> _Aim of the task_
Would you write out the data below exactly, with every line intact?

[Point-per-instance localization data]
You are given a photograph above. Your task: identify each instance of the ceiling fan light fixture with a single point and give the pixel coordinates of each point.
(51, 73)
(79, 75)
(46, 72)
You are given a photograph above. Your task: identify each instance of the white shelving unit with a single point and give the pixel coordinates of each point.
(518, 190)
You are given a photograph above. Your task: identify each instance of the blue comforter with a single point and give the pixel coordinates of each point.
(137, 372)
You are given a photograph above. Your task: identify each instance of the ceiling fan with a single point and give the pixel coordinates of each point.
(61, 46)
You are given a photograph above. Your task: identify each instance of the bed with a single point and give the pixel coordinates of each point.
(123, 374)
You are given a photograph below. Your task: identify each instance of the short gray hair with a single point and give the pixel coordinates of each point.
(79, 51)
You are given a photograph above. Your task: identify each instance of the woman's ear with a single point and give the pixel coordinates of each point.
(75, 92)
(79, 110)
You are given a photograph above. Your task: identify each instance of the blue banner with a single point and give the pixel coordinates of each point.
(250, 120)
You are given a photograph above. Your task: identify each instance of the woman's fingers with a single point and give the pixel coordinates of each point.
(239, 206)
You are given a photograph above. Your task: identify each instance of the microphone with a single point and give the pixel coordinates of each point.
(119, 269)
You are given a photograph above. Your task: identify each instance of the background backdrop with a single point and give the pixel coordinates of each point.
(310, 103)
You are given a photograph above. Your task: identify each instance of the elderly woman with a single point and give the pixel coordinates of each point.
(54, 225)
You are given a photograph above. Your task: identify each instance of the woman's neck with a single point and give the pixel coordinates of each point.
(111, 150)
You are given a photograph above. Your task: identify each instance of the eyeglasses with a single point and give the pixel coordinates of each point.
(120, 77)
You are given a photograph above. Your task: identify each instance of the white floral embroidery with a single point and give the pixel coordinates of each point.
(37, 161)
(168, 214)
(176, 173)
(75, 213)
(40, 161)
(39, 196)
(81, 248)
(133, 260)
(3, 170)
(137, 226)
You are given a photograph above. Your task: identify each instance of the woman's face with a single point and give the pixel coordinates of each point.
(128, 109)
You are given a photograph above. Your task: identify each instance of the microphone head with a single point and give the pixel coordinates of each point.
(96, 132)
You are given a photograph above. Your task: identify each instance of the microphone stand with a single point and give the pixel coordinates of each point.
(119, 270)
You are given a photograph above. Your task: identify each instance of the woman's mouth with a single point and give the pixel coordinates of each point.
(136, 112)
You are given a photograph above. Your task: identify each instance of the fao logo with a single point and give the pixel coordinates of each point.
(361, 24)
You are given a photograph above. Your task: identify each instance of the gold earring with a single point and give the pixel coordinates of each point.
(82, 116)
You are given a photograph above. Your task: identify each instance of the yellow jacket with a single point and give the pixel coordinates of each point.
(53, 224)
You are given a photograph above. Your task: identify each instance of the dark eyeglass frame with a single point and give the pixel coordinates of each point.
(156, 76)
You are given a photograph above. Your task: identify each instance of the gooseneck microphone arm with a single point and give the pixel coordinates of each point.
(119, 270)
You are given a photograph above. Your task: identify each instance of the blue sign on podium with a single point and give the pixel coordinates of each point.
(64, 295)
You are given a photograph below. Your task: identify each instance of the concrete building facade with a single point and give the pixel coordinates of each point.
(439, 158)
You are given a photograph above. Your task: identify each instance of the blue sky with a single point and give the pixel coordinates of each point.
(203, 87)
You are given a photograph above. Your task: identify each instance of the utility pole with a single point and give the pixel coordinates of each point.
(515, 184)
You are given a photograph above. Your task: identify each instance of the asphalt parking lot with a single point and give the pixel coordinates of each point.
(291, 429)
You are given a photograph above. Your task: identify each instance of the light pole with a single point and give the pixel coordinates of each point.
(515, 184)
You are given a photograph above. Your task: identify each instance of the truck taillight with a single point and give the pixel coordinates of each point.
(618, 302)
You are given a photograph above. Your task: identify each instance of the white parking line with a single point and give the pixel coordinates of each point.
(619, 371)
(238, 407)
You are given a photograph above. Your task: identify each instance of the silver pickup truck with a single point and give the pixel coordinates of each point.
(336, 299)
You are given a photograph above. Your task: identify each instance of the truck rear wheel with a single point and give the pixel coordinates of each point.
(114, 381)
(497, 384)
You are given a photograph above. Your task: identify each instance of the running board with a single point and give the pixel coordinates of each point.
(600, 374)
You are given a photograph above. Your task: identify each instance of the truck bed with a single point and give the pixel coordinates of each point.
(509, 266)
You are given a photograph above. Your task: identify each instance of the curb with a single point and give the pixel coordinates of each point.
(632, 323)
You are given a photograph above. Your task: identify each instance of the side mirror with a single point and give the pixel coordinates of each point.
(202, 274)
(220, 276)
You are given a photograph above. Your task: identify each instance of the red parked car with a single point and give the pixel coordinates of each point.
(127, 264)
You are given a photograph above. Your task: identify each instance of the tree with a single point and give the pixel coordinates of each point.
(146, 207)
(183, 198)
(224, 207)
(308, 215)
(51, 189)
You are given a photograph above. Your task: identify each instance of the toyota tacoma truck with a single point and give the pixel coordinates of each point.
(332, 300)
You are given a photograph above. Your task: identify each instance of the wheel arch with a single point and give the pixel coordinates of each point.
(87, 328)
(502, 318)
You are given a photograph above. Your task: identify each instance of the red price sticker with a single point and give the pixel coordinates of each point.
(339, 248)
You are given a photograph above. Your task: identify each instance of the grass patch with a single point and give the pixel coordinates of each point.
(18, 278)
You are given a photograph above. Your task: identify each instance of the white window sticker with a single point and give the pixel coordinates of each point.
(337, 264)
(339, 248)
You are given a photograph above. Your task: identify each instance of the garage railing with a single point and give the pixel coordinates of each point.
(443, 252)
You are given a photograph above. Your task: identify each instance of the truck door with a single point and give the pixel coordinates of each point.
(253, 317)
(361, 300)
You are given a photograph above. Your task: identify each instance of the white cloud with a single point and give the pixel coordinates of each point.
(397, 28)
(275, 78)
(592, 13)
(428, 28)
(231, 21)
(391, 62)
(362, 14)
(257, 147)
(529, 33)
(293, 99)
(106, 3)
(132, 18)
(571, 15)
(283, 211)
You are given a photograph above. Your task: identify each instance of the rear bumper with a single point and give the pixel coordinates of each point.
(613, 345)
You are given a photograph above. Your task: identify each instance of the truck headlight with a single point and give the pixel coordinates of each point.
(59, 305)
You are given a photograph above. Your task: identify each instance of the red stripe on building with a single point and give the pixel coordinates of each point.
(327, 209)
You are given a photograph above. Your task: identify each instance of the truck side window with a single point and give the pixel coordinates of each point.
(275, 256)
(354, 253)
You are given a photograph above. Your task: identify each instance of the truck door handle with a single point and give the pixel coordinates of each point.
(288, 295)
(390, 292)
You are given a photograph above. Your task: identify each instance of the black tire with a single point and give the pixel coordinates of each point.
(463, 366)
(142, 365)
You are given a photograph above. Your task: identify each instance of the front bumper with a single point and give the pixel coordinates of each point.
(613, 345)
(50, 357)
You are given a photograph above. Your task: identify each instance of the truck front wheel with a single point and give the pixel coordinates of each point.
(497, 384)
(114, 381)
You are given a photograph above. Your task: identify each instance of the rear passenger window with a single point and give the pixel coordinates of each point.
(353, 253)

> _Task result_
You are given a photograph above. Your task: identify each instance of the ceiling fan light fixture with a single point and give the pixel coordinates of each point.
(51, 73)
(79, 75)
(46, 72)
You are given a photograph above. Your task: identify each instance of the white shelving unit with a single point and give the pixel coordinates of each point.
(518, 190)
You are given a photograph above. Your task: identify each instance of the blue comforter with a single point and give the pixel coordinates of each point.
(137, 372)
You are given a photograph above. Your task: identify each instance of the ceiling fan with a single point and give the pixel coordinates of each point.
(61, 46)
You are given a photograph above. Your task: identify each instance of the bed with a single point and give the pixel coordinates of each point.
(123, 374)
You are given a photograph below. Your task: identify each instance of the short gray hair with a single point and give the pixel coordinates of each point.
(79, 51)
You are given a photograph above. Your task: identify each instance of the woman's ear with a single point and give the pixel coordinates of each point.
(75, 92)
(79, 110)
You are given a photograph above. Your task: identify each instance of the blue banner with a single point and give the pixel coordinates of each point.
(250, 120)
You are given a photograph above. Your task: identify each instance of the woman's fingers with a single point and give the pixel coordinates of each point.
(239, 206)
You are given a photograph above. Your task: identify each instance of the microphone with a single point and give the pixel coordinates of each point.
(119, 269)
You are given a photograph above. Your task: identify each instance of the background backdrop with a single point and give the pixel coordinates of each point.
(310, 103)
You are given a photograph above. Your task: identify each instance of the elderly woman with a single point and give the pixel coordinates of each point.
(54, 225)
You are given a photograph above. Your task: identify each instance of the woman's neck with a single point and give the pixel coordinates of each point.
(111, 150)
You are given a photograph above. Your task: identify each instance of the eyeglasses with a single point and give the pixel coordinates of each point.
(120, 77)
You are given a photograph above. Your task: identify each instance of the white floral embroidery with a single point and give the pixel coordinates of each point.
(37, 161)
(168, 214)
(176, 173)
(75, 213)
(40, 161)
(39, 196)
(81, 248)
(133, 260)
(3, 170)
(137, 226)
You are given a photograph above. Your task: identify each instance of the woman's face with a single point and give the pixel coordinates of each point.
(128, 109)
You are given a photograph above. Your task: identify each instance of the microphone head with a single point and give the pixel coordinates of each point.
(96, 132)
You are given a photograph above. Your task: identify each instance of the microphone stand with a single point and give the pixel coordinates of each point.
(119, 270)
You are given a photograph above. Your task: identify each instance of the woman's mouth with a single point and give the pixel coordinates of each point.
(136, 112)
You are given a photograph above. Your task: identify each instance of the fao logo with a single point and give the pixel coordinates of each point.
(361, 24)
You are given a photograph above. Your task: identify each instance of the gold earring with a single point and give the pixel coordinates of each point.
(82, 116)
You are given a photograph above. Your task: identify each instance of the yellow jacket with a single point and give the pixel coordinates of each point.
(53, 224)
You are given a photograph above. Your task: identify each instance of the dark eyeglass frame with a single point and give the pixel coordinates of each point.
(156, 76)
You are given a photograph above. Your task: identify each instance of the gooseneck microphone arm with a single point and give the pixel coordinates of each point.
(119, 270)
You are given a photograph above. Your task: identify each instance of the blue sign on podium with a single point and give the pixel coordinates of each point.
(64, 295)
You are given a photograph below. Your task: identify each instance of the concrete building facade with a single point and give the pixel coordinates of each point.
(439, 158)
You are given a photograph above. Your task: identify each instance of the blue sky with a single point and give the pixel coordinates of each point.
(203, 87)
You are given a photograph above. Your task: identify each instance of the utility pole with a single point and give the pixel coordinates of each point.
(515, 184)
You are given a photograph above. Your task: identify each instance of the asphalt parking lot with a single point and give the pixel coordinates of each point.
(291, 429)
You are given a photograph above. Your task: identify each instance of the light pole with a single point and give the pixel coordinates of each point.
(515, 184)
You are given a photograph above. Your task: identify each instance of the truck taillight with a single point and give the pixel coordinates of each point.
(618, 302)
You are given a photograph above. Your task: identify each instance of the white parking line with a single point and give the pixel coordinates of each point.
(619, 371)
(238, 407)
You are given a photograph above. Your task: identify each instance of the silver pickup truck with a single point and give the pixel coordinates of each point.
(336, 299)
You are given a photograph above. Your task: identify each instance of the truck rear wheel with a single point and give the pixel coordinates of each point.
(114, 381)
(497, 384)
You are given a photograph above. Your task: identify each instance of the running board with a single point and give the pixel coordinates of each point.
(600, 374)
You are given a photograph above. Your task: identify each instance of the truck bed with a single point and give the pixel coordinates of each point.
(509, 266)
You are given a photograph above. Your task: identify each instance of the curb with a single point and give the pixel coordinates of each point.
(632, 323)
You are given a photograph above. Your task: identify each instance of the side mirror with a single point and give the pixel coordinates of each point.
(202, 274)
(220, 276)
You are given a photograph above. Your task: identify each instance of the red parked car with a single point and give the pixel coordinates of each point.
(127, 264)
You are given a photograph above. Your task: identify each instance of the tree with a single point and give the pixel coordinates of each point.
(146, 207)
(183, 198)
(224, 207)
(308, 215)
(51, 189)
You are given a photograph above. Your task: identify each instance of the toyota tacoma truck with a single point and give the pixel coordinates of each point.
(332, 300)
You are given a photograph above. Your task: identify each instance of the wheel arch with a single point and give the pixel coordinates of each point.
(87, 328)
(502, 318)
You are given a photograph above. Your task: identify each instance of the red price sticker with a single point and give the pixel coordinates of each point.
(339, 248)
You are given a photograph above. Your task: identify each instance of the grass patch with a single point and give the pixel coordinates of each point.
(18, 278)
You are given a photograph above. Your task: identify each instance of the white window sticker with a single point and give the pixel coordinates of each point.
(337, 264)
(339, 248)
You are given a photograph above. Your task: identify each instance of the garage railing with a single point and give the pixel coordinates of each point.
(443, 252)
You are given a photograph above. Your task: identify each instance of the truck door with a single point and give the pixel coordinates of each point.
(253, 317)
(361, 300)
You are given a photograph above. Your task: identify each instance of the white cloud with a single point and give the pixel coordinates of each point.
(397, 28)
(275, 78)
(592, 13)
(428, 28)
(231, 21)
(391, 62)
(362, 14)
(257, 147)
(529, 33)
(293, 99)
(106, 3)
(132, 18)
(571, 15)
(283, 211)
You are given a photograph above. Your task: identify each instance of the rear bumper with a single point and give the pixel coordinates of each point.
(613, 345)
You are given a photograph above. Your task: identify each instance of the truck headlight with a single point and give the pixel coordinates of each point.
(59, 305)
You are given a photograph above. Your task: identify each instance of the red stripe on building with a single point and give the pixel coordinates of each point.
(327, 209)
You are given a photograph above. Your task: identify each instance of the truck side window with a single point and give the pixel coordinates of each point.
(275, 256)
(354, 253)
You are given a photograph above. Your task: identify each instance of the truck door handle with a single point and give the pixel coordinates of each point.
(288, 295)
(390, 292)
You are given a photograph above. Your task: identify each instance of the black tire with a single point and give the pixel coordinates of each point.
(463, 366)
(142, 365)
You are given a photograph above. Your task: identify each instance of the front bumper with a single point and give the pixel coordinates of each point.
(613, 345)
(50, 357)
You are given a photograph above. Your task: identify each instance of the truck front wheel with a single point and give the pixel coordinates of each point.
(497, 384)
(114, 381)
You are given a photograph above. Your task: identify each instance of the rear passenger window with a single point and give the pixel coordinates of each point.
(353, 253)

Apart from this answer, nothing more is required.